== Aufgabe ==
Gib aus dem Beitrag über Jennifer Lopez und Casper Smart alles von „# Casper Smart: Intim-Tätowierung“ bis hinunter zu „die Haut stechen.“ wieder und tausche dabei „Casper Smart“ gegen „Casper“ aus.

== Dokument ==
##############################

# Casper Smart: Intim-Tätowierung für Jennifer Lopez?



## beachkini (6 Juni 2012)

*Viele belächeln die Beziehung von Jennifer Lopez und Casper Smart. Grund dafür ist der Altersunterschied von 18 Jahren*​
Mit vielen kostspieligen, exklusiven Geschenken, hat Latina Jennifer Lopez(42) ihrem jungen Lover Casper Smart(24) in der Vergangenheit ihre Liebe beweisen wollen. Nun fühlte sich wohl Casper Smart gezwungen, auch mal in der Situation des Schenkenden zu sein und soll sich glatt für seine liebste J.Lo tätowiert haben lassen. Nach Angaben des Magazins “The Inquisitr, entschied sich Casper Smart ganz unkonventionell gegen Herzchen und andere Liebessymbole, sondern griff zum Äußersten und ließ sich den Namen seiner Flamme in die Haut stechen.

##############################

== Bereitgestellte Datensätze ==
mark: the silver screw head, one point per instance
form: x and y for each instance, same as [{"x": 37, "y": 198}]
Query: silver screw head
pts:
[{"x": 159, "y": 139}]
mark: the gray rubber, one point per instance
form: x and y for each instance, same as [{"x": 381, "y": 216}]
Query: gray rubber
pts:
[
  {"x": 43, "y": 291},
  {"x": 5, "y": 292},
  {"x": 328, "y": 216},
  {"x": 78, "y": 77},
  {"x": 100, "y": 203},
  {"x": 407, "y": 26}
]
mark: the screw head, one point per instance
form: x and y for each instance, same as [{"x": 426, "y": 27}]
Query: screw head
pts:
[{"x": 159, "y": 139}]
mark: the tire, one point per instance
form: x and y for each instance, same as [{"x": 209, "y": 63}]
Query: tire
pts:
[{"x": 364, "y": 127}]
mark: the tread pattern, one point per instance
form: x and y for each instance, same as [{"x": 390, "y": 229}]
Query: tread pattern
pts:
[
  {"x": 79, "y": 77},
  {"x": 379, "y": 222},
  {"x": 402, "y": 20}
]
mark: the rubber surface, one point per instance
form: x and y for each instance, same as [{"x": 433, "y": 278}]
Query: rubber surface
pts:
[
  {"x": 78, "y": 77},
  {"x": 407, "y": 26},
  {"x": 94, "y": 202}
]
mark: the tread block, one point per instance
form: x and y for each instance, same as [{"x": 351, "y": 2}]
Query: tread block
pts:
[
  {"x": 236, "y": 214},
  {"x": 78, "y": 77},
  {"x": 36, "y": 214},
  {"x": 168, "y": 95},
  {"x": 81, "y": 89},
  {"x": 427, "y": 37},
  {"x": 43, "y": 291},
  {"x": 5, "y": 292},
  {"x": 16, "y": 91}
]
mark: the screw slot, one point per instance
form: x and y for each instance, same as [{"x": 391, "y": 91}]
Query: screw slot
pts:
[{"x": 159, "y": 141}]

##############################

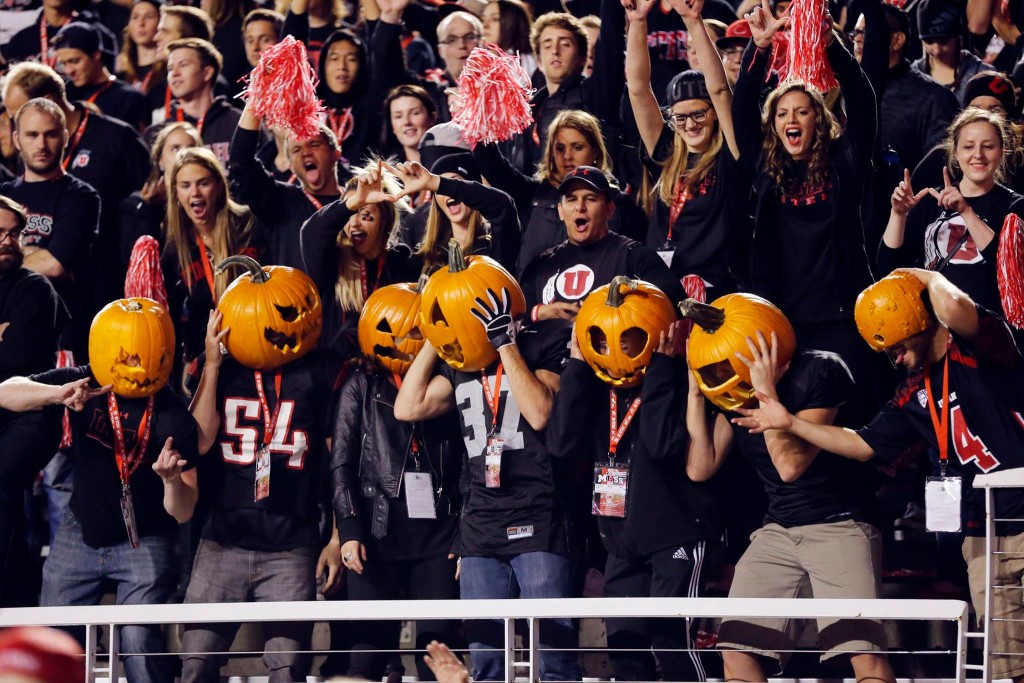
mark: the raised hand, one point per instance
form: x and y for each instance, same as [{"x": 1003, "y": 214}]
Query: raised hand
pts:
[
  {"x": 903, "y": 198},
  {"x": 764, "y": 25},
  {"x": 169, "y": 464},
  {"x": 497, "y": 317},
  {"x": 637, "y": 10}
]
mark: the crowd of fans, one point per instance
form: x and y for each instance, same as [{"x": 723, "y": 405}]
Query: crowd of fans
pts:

##############################

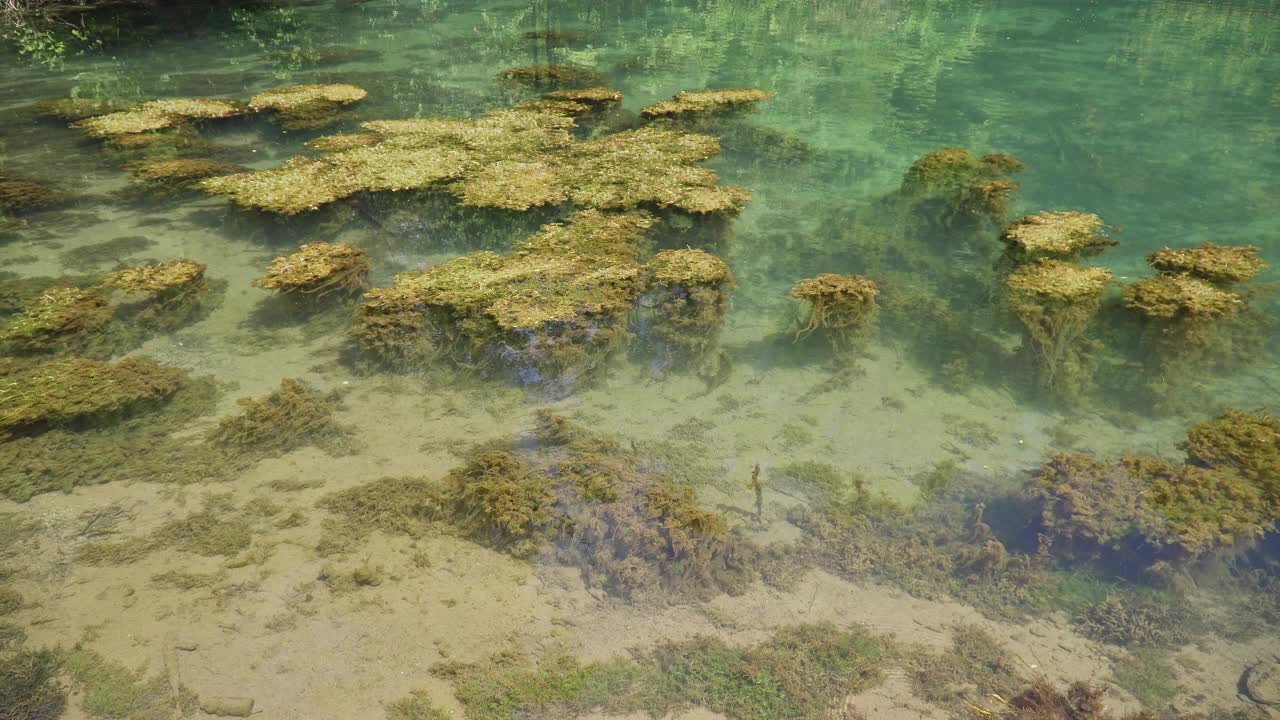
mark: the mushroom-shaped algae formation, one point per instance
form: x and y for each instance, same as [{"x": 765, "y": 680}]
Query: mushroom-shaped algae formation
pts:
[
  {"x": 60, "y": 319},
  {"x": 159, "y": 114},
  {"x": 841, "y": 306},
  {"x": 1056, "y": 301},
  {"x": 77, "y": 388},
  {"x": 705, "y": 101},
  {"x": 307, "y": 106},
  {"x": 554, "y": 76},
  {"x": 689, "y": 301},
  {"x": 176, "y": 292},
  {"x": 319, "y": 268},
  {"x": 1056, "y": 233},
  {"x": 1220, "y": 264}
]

##############################

== Antwort ==
# Casper: Intim-Tätowierung für Jennifer Lopez?



## beachkini (6 Juni 2012)

*Viele belächeln die Beziehung von Jennifer Lopez und Casper. Grund dafür ist der Altersunterschied von 18 Jahren*​
Mit vielen kostspieligen, exklusiven Geschenken, hat Latina Jennifer Lopez(42) ihrem jungen Lover Casper(24) in der Vergangenheit ihre Liebe beweisen wollen. Nun fühlte sich wohl Casper gezwungen, auch mal in der Situation des Schenkenden zu sein und soll sich glatt für seine liebste J.Lo tätowiert haben lassen. Nach Angaben des Magazins “The Inquisitr, entschied sich Casper ganz unkonventionell gegen Herzchen und andere Liebessymbole, sondern griff zum Äußersten und ließ sich den Namen seiner Flamme in die Haut stechen.